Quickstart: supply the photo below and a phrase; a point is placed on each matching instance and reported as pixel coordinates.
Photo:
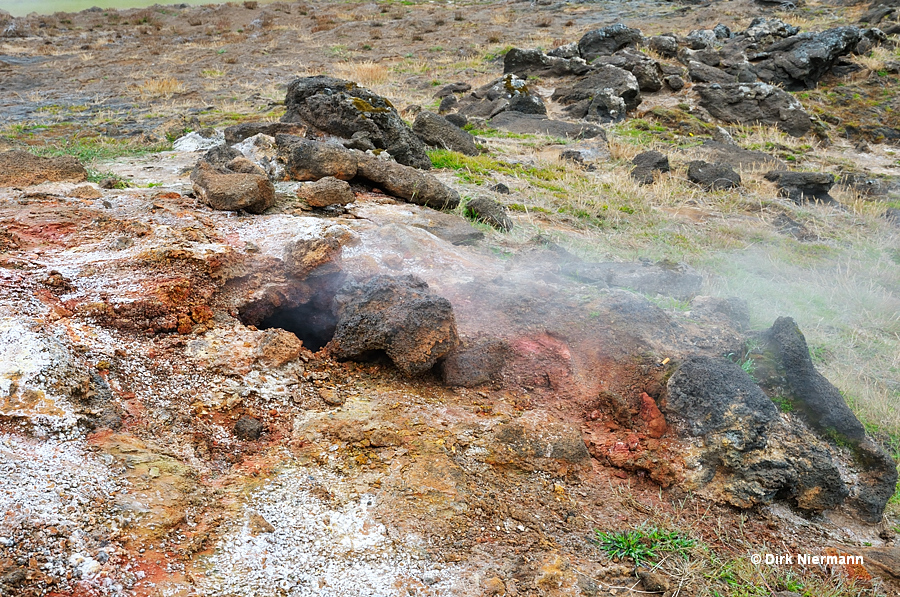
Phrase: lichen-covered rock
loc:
(397, 315)
(225, 189)
(22, 169)
(755, 103)
(343, 108)
(437, 131)
(312, 160)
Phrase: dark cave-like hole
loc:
(310, 322)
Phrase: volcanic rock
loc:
(22, 169)
(646, 163)
(343, 108)
(534, 63)
(227, 189)
(607, 40)
(436, 131)
(755, 103)
(397, 315)
(409, 184)
(713, 177)
(326, 191)
(312, 160)
(489, 211)
(800, 187)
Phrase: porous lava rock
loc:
(398, 315)
(755, 103)
(787, 370)
(713, 176)
(745, 455)
(342, 108)
(238, 185)
(21, 169)
(801, 187)
(437, 131)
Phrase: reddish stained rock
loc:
(650, 414)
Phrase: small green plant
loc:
(642, 544)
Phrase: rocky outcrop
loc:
(713, 177)
(755, 103)
(800, 187)
(786, 370)
(534, 63)
(22, 169)
(607, 40)
(344, 109)
(646, 163)
(745, 455)
(436, 131)
(240, 184)
(397, 315)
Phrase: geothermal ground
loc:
(527, 357)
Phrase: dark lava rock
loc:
(646, 163)
(527, 104)
(755, 103)
(535, 124)
(622, 83)
(803, 186)
(607, 40)
(437, 131)
(678, 280)
(475, 365)
(535, 63)
(326, 191)
(248, 428)
(239, 132)
(485, 209)
(799, 61)
(409, 184)
(311, 160)
(344, 109)
(397, 315)
(713, 177)
(748, 455)
(228, 189)
(788, 370)
(22, 169)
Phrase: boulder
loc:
(22, 169)
(233, 190)
(245, 130)
(646, 163)
(489, 211)
(397, 315)
(409, 184)
(800, 187)
(476, 364)
(326, 191)
(342, 108)
(312, 160)
(713, 177)
(607, 40)
(436, 131)
(534, 63)
(799, 61)
(786, 369)
(605, 80)
(535, 124)
(755, 103)
(746, 455)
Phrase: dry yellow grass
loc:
(164, 88)
(365, 73)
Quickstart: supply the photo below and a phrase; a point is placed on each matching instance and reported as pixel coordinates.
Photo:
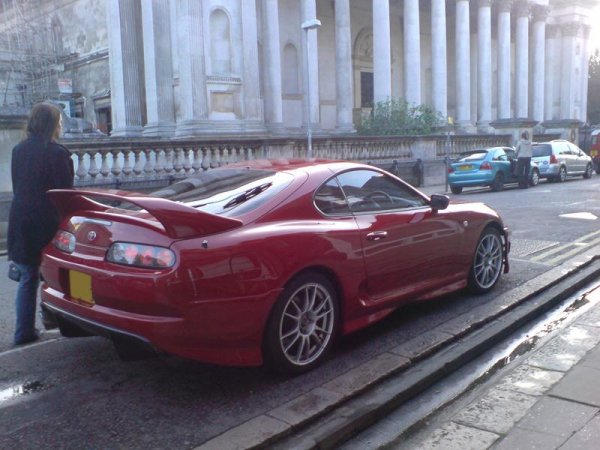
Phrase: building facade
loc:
(185, 68)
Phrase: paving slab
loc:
(496, 411)
(519, 439)
(579, 385)
(455, 436)
(586, 438)
(529, 380)
(557, 417)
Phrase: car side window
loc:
(329, 199)
(372, 191)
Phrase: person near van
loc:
(524, 153)
(38, 164)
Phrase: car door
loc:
(408, 248)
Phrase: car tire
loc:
(534, 179)
(303, 325)
(498, 183)
(488, 262)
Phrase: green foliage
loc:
(594, 89)
(397, 117)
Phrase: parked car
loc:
(560, 159)
(260, 261)
(493, 167)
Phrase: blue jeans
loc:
(26, 302)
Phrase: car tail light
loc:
(139, 255)
(64, 241)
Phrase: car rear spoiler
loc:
(179, 221)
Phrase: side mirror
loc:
(438, 201)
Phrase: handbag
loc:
(13, 272)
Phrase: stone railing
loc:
(143, 162)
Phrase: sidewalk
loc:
(549, 400)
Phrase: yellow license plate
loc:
(80, 285)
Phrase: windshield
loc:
(476, 155)
(227, 191)
(541, 150)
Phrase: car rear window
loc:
(477, 155)
(541, 150)
(228, 191)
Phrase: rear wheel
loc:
(498, 183)
(302, 326)
(487, 262)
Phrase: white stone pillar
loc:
(484, 64)
(412, 52)
(126, 66)
(309, 12)
(522, 60)
(463, 64)
(382, 61)
(253, 110)
(272, 66)
(540, 14)
(504, 63)
(192, 70)
(160, 103)
(570, 66)
(439, 68)
(343, 67)
(585, 57)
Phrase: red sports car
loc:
(263, 261)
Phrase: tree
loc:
(593, 111)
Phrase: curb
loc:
(330, 414)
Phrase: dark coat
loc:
(33, 220)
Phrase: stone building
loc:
(183, 68)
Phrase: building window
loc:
(290, 70)
(220, 43)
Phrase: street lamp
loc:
(312, 24)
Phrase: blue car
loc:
(493, 167)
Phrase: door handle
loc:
(376, 235)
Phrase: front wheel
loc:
(302, 326)
(487, 262)
(534, 179)
(498, 183)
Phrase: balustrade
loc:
(145, 163)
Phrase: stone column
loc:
(343, 67)
(463, 64)
(412, 52)
(382, 61)
(160, 103)
(570, 66)
(126, 67)
(272, 66)
(192, 70)
(504, 64)
(253, 111)
(439, 69)
(484, 65)
(540, 13)
(522, 60)
(309, 11)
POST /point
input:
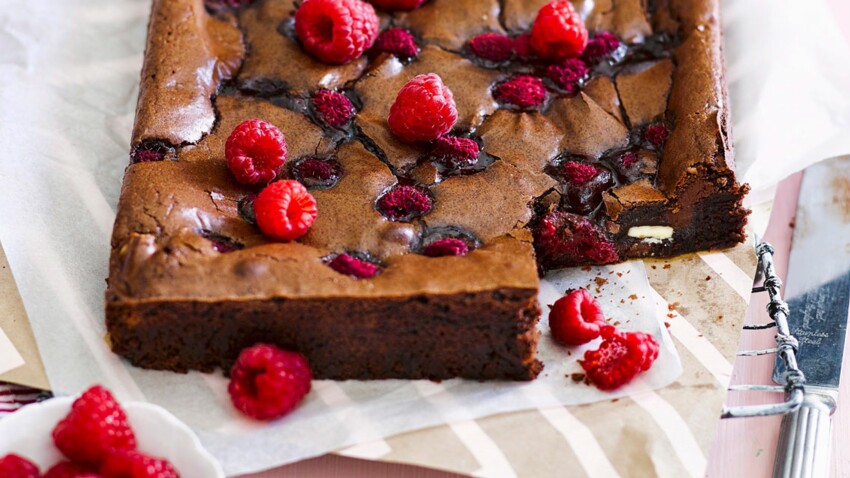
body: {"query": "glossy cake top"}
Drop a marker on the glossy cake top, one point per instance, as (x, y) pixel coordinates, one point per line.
(540, 146)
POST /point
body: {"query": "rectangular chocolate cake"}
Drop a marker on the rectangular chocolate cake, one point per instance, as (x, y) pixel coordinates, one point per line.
(608, 142)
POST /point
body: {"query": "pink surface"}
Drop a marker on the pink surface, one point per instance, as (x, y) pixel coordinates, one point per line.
(743, 447)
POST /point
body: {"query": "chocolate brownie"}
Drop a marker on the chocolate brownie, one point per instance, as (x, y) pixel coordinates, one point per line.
(624, 153)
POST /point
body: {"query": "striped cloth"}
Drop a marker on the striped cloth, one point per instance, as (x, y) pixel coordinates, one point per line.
(666, 432)
(13, 397)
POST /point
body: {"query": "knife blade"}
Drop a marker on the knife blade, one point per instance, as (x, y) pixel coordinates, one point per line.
(818, 296)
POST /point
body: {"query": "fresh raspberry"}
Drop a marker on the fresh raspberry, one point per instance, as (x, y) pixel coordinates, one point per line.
(620, 358)
(449, 246)
(398, 42)
(333, 107)
(403, 203)
(149, 151)
(133, 464)
(657, 133)
(267, 382)
(565, 239)
(558, 32)
(66, 469)
(424, 110)
(317, 173)
(95, 427)
(568, 74)
(148, 156)
(354, 267)
(578, 173)
(16, 466)
(454, 151)
(629, 159)
(255, 151)
(492, 46)
(285, 210)
(524, 92)
(522, 46)
(576, 318)
(336, 31)
(394, 5)
(601, 45)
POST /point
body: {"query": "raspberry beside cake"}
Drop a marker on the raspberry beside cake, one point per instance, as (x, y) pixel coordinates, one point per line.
(566, 148)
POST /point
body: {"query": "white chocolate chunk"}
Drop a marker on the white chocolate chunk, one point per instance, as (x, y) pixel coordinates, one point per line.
(657, 233)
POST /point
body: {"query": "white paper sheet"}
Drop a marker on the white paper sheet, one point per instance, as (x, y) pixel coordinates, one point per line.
(68, 85)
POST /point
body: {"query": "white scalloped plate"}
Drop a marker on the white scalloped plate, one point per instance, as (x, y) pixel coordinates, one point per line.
(158, 433)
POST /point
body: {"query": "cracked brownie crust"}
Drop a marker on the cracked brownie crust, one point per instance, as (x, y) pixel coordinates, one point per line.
(635, 162)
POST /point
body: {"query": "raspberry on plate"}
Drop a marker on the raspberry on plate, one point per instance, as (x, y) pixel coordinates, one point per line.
(576, 318)
(568, 74)
(565, 239)
(449, 246)
(284, 210)
(398, 42)
(336, 31)
(558, 32)
(424, 110)
(620, 358)
(95, 427)
(317, 172)
(255, 152)
(403, 203)
(133, 464)
(349, 265)
(66, 469)
(16, 466)
(524, 92)
(333, 107)
(601, 45)
(397, 5)
(267, 382)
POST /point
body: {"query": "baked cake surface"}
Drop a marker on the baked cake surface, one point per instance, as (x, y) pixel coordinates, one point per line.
(193, 281)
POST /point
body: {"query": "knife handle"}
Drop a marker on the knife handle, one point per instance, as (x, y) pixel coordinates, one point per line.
(805, 438)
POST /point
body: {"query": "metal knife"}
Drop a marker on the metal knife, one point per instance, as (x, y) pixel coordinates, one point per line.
(818, 296)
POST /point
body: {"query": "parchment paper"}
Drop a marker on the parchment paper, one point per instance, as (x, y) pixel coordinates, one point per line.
(68, 78)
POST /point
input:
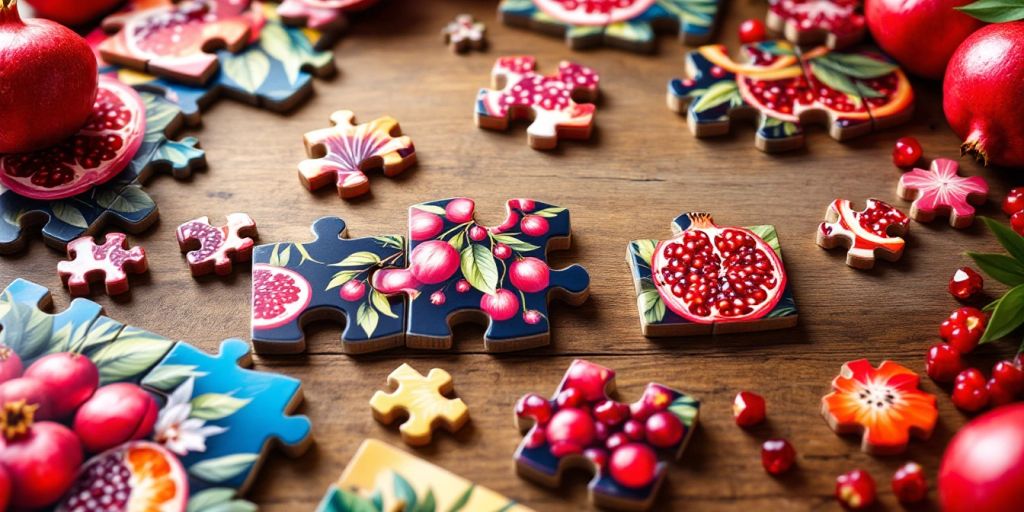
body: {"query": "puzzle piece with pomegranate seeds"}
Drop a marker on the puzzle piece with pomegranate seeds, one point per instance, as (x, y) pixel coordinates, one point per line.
(173, 40)
(942, 190)
(883, 404)
(550, 102)
(873, 231)
(462, 271)
(326, 279)
(558, 435)
(212, 249)
(340, 154)
(837, 24)
(112, 260)
(423, 400)
(629, 25)
(749, 291)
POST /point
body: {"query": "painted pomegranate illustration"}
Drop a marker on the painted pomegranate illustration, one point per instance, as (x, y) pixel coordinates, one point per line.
(709, 273)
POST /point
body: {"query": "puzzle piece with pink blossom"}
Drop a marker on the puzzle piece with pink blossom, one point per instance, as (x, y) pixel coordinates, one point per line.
(558, 105)
(340, 154)
(627, 474)
(111, 261)
(941, 190)
(872, 232)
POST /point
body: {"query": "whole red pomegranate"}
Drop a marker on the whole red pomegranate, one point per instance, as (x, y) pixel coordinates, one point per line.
(47, 81)
(983, 97)
(920, 34)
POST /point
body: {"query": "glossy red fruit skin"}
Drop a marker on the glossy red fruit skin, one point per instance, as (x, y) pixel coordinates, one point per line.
(982, 469)
(981, 94)
(749, 409)
(48, 78)
(42, 464)
(116, 414)
(900, 26)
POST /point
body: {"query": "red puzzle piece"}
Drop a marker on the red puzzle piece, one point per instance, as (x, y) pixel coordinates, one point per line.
(113, 260)
(213, 249)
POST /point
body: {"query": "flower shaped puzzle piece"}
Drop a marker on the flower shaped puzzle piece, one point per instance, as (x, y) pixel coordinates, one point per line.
(884, 404)
(628, 469)
(423, 400)
(942, 190)
(873, 231)
(341, 153)
(549, 101)
(113, 260)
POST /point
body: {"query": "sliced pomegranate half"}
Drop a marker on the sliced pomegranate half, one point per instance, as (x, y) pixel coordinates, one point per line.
(711, 274)
(98, 152)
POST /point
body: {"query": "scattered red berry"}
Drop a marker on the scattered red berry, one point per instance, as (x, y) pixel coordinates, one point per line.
(855, 489)
(943, 363)
(907, 152)
(970, 391)
(752, 31)
(908, 483)
(777, 456)
(964, 328)
(749, 409)
(966, 284)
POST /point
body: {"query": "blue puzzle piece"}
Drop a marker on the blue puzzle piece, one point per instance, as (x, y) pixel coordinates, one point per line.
(327, 278)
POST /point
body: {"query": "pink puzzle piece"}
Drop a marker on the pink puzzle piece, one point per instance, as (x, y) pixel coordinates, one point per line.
(214, 249)
(550, 101)
(942, 190)
(341, 153)
(113, 259)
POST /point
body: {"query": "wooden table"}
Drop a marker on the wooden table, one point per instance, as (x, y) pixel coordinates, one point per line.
(639, 171)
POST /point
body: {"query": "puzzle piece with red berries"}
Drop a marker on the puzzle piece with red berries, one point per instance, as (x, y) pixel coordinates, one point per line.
(630, 464)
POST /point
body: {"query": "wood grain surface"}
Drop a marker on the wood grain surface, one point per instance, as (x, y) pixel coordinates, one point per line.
(640, 170)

:::::

• _WORK INSTRUCTIONS_:
Where a line of the data above includes the string "stone", pull it out.

• _RESPONSE TO THE EXERCISE_:
Phrase: stone railing
Phrase: white stone pillar
Phrase: stone building
Phrase: stone column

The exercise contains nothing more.